SHORT TASK 1 >> In the forum thread on AMD and Calgary IOMMU, what hardware does the original poster say they are running?
── SELECTED PASSAGE ──
# does amd IOMMU substitute for calgary IOMMU?

## bluejaydream

do i have any idea what i'm really thinking about?   :Rolling Eyes: 

i guess it's a simple question, i'm AMD64 on nforce3

If i enable Processor type and features --> AMD IOMMU support.

can i disable IBM Calgary IOMMU support?

what's the difference?

thanks for helping mates   :Razz: 

----------

## nixnut

Read the help screen in menuconfig for that driver please. 

If you can't find it try http://cateee.net/lkddb/web-lkddb/CALGARY_IOMMU.html

----------

## bluejaydream

http://cateee.net/lkddb/web-lkddb/AMD_IOMMU.html

that's the helptext for AMD_IOMMU, in gentoo-sources 2.6.27-r7

how can i find out if my ACPI table is IVRS type?
───
── DATA LISTING ──
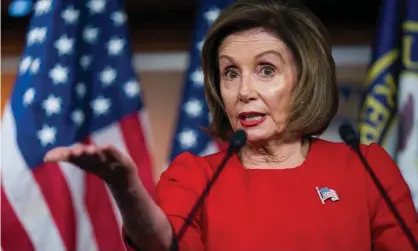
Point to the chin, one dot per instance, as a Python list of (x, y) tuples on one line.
[(257, 137)]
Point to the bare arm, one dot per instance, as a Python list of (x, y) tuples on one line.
[(144, 221)]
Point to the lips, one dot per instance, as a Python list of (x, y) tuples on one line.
[(249, 119)]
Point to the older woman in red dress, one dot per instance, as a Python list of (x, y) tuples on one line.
[(268, 71)]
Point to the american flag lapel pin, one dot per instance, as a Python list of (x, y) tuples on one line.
[(326, 193)]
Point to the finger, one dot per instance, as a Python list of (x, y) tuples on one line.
[(95, 154), (77, 150), (57, 154), (111, 153)]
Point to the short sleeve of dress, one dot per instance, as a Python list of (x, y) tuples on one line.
[(386, 233)]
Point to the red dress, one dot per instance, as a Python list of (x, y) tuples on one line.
[(263, 210)]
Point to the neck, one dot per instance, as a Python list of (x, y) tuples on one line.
[(276, 154)]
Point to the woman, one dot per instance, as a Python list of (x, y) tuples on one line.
[(269, 71)]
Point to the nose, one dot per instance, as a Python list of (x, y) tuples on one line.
[(247, 90)]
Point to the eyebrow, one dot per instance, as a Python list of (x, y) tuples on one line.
[(275, 52)]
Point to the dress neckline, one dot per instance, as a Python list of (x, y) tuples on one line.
[(311, 153)]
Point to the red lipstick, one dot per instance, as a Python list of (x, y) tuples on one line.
[(250, 119)]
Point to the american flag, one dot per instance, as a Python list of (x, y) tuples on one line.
[(326, 193), (75, 84), (193, 111)]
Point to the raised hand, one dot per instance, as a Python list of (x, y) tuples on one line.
[(106, 162)]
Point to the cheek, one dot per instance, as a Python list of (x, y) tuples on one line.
[(278, 101)]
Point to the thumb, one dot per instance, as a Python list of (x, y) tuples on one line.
[(57, 154)]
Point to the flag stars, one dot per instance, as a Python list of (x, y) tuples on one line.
[(52, 105), (197, 77), (29, 64), (85, 61), (90, 34), (100, 105), (37, 35), (96, 6), (131, 88), (115, 46), (187, 139), (118, 17), (64, 45), (78, 117), (29, 96), (34, 68), (107, 76), (42, 7), (25, 64), (59, 74), (80, 89), (47, 135), (193, 108), (70, 15), (212, 14)]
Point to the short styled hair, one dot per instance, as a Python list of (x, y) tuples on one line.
[(315, 96)]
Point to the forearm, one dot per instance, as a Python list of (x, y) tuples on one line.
[(144, 221)]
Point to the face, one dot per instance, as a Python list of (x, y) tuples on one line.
[(258, 74)]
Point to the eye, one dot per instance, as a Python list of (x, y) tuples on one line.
[(230, 74), (267, 70)]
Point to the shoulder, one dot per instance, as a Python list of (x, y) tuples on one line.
[(191, 166), (333, 149)]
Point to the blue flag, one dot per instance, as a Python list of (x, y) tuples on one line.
[(193, 111), (389, 111)]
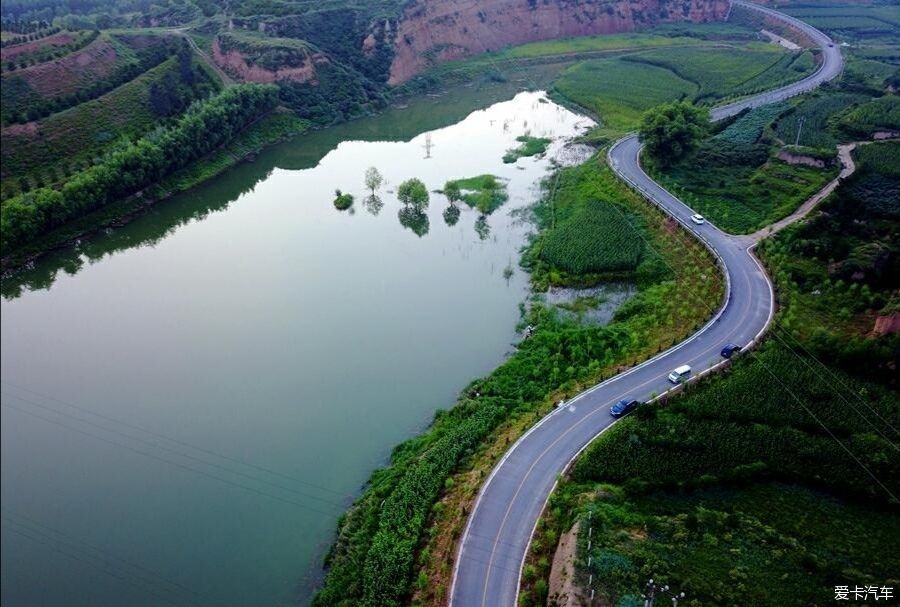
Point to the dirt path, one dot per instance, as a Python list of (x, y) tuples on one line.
[(563, 591), (226, 79), (847, 169)]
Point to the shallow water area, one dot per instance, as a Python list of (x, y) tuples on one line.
[(191, 401)]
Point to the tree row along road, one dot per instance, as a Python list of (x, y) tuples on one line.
[(497, 535)]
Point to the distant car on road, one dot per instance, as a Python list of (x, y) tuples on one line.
[(730, 350), (680, 374), (623, 407)]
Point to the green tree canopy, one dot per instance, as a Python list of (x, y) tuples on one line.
[(671, 130), (452, 192), (413, 192)]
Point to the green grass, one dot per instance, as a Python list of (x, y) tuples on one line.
[(618, 91), (741, 199), (766, 545), (375, 557), (843, 270), (484, 192), (815, 112), (882, 114), (741, 491), (730, 71), (273, 128), (589, 44), (77, 136), (747, 129), (530, 146), (735, 180), (589, 232)]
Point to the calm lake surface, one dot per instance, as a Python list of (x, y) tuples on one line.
[(191, 401)]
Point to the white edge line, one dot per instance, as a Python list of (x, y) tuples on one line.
[(753, 342)]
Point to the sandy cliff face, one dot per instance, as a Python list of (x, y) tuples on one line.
[(234, 62), (442, 30)]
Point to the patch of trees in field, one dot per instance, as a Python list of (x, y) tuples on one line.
[(167, 98), (206, 126), (49, 53)]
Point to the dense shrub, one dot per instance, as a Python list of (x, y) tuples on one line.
[(204, 127)]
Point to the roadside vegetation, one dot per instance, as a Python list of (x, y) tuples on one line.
[(202, 129), (756, 486), (401, 534)]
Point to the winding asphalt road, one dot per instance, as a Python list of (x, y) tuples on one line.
[(494, 544)]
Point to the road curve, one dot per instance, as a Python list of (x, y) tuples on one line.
[(495, 541)]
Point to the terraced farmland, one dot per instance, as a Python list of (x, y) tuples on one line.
[(43, 152), (733, 72), (620, 91)]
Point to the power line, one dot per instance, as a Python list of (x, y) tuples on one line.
[(170, 462), (173, 440)]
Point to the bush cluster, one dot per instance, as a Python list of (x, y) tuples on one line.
[(204, 127)]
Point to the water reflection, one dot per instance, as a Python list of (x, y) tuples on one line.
[(373, 204), (451, 215), (412, 218), (278, 333), (482, 228), (162, 220)]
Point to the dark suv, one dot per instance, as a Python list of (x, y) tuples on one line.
[(622, 407), (730, 350)]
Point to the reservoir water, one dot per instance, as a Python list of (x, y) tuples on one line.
[(190, 401)]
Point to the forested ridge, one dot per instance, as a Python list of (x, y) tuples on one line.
[(205, 126)]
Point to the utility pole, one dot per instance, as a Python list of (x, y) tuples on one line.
[(653, 589), (799, 128)]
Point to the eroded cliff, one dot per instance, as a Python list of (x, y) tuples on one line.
[(433, 31)]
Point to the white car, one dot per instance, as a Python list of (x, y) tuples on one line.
[(680, 374)]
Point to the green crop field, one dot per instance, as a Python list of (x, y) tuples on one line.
[(747, 129), (589, 44), (882, 114), (620, 91), (730, 71), (814, 113), (734, 179), (42, 151), (773, 482), (742, 199), (765, 545)]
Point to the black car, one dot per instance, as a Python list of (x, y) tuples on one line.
[(622, 407), (730, 350)]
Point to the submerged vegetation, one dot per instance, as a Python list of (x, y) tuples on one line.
[(529, 146), (484, 192), (382, 535), (342, 201), (202, 129), (726, 482)]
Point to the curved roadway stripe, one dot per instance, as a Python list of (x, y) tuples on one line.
───
SHORT TASK 2 >> From the source records, copy out the lines verbatim, starting at the line that contains "Point to the american flag, one" and ending after the line that contains "[(315, 96)]".

WRITTEN ANSWER 1 >> AMD64 on nforce3

WRITTEN ANSWER 2 >>
Point to the american flag, one dot per instance, as a Python list of (x, y) tuples on one line.
[(326, 193), (75, 84), (193, 111)]
Point to the raised hand, one dot per instance, as a Python list of (x, y) tuples on one line.
[(106, 162)]
Point to the cheek, one dot per instance, as a Python list of (x, y) tuples on one line.
[(278, 101)]
Point to the thumb, one dot per instance, as a Python list of (x, y) tuples on one line.
[(57, 154)]
Point to the flag stars, one dot per instance, as a Python list of (x, y) tuples on one line.
[(52, 105), (197, 77), (29, 64), (85, 61), (90, 34), (100, 105), (37, 35), (96, 6), (131, 88), (115, 46), (187, 139), (118, 17), (64, 45), (78, 117), (29, 96), (34, 68), (107, 76), (42, 7), (25, 64), (59, 74), (80, 89), (47, 135), (193, 108), (70, 15), (212, 14)]
Point to the short styled hair, one dot per instance, as a Python list of (x, y) tuples on one line.
[(315, 96)]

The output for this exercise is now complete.